Dataset entries -
══════════════════════════════
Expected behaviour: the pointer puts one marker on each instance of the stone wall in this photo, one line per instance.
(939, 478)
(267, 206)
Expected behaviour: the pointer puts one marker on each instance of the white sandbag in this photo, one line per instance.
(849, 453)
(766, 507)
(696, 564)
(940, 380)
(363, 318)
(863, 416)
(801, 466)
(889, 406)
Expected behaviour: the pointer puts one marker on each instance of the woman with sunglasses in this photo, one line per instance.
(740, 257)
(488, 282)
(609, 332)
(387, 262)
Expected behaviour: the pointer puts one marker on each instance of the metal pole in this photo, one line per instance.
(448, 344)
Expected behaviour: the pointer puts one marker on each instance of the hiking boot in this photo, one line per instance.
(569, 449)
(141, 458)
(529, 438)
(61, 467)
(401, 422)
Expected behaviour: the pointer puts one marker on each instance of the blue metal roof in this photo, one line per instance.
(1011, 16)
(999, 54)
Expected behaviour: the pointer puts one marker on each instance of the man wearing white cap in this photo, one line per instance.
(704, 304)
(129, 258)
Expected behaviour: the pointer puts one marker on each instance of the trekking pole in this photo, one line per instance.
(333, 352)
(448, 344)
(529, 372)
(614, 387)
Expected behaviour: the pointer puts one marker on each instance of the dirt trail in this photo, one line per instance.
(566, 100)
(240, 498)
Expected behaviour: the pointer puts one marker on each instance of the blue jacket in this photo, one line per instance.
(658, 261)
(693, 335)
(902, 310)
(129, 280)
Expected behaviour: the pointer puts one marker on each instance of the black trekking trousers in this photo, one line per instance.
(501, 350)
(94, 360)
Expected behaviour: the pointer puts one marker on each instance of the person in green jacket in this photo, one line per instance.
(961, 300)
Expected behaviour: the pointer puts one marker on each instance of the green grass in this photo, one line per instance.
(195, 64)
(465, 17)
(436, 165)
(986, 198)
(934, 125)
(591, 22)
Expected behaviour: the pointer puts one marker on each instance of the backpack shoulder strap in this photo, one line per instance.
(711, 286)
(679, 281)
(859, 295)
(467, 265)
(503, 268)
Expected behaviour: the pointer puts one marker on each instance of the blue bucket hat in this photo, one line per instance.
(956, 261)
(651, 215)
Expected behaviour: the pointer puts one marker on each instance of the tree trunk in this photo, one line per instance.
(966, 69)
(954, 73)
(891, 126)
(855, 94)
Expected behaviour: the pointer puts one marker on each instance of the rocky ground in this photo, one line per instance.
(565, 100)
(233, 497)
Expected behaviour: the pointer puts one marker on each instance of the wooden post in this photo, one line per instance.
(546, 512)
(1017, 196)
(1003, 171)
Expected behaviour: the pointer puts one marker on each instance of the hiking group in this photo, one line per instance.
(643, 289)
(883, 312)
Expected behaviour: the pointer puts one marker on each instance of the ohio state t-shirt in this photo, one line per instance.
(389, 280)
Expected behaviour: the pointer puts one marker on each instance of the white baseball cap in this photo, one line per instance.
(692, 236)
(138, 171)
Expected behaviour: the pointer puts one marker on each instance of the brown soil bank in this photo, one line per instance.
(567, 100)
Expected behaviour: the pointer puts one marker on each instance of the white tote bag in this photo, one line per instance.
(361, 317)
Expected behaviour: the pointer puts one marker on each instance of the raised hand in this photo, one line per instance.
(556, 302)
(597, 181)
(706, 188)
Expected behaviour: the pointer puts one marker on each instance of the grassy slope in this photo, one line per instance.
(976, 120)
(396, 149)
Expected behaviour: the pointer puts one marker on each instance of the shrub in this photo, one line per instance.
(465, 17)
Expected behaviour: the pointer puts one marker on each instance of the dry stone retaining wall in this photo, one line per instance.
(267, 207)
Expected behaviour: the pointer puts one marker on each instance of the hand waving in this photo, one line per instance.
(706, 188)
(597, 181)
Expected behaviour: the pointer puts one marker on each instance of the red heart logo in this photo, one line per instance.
══════════════════════════════
What you should do - Rescale the lines above, from the one containing "slope in this photo, one line per instance." through the end of the rows, inclusive. Write out each of those lines again, keeping the lines without coordinates unchanged, and multiply every point coordinate by 2.4, rounding to whole numbers with halves rounded up.

Task response -
Expected behaviour: the pointer puts one marker on each instance of the grassy slope in this photo, one line per instance.
(2342, 288)
(950, 358)
Expected behaviour: the pointer puts one marker on each instance of the shrub in this photo, one line per instance.
(1116, 41)
Expected behaviour: the pointer puts one marker on each instance of the dry stone retaining wall in this photo, one line per instance.
(641, 497)
Expected behaviour: the pointer puts one marker on each instance of the hand waving in this photo, one line per instance.
(1694, 451)
(1433, 434)
Expected behaviour: the pointer puts one marker on each instance of the red heart logo in this photo, one line per instance.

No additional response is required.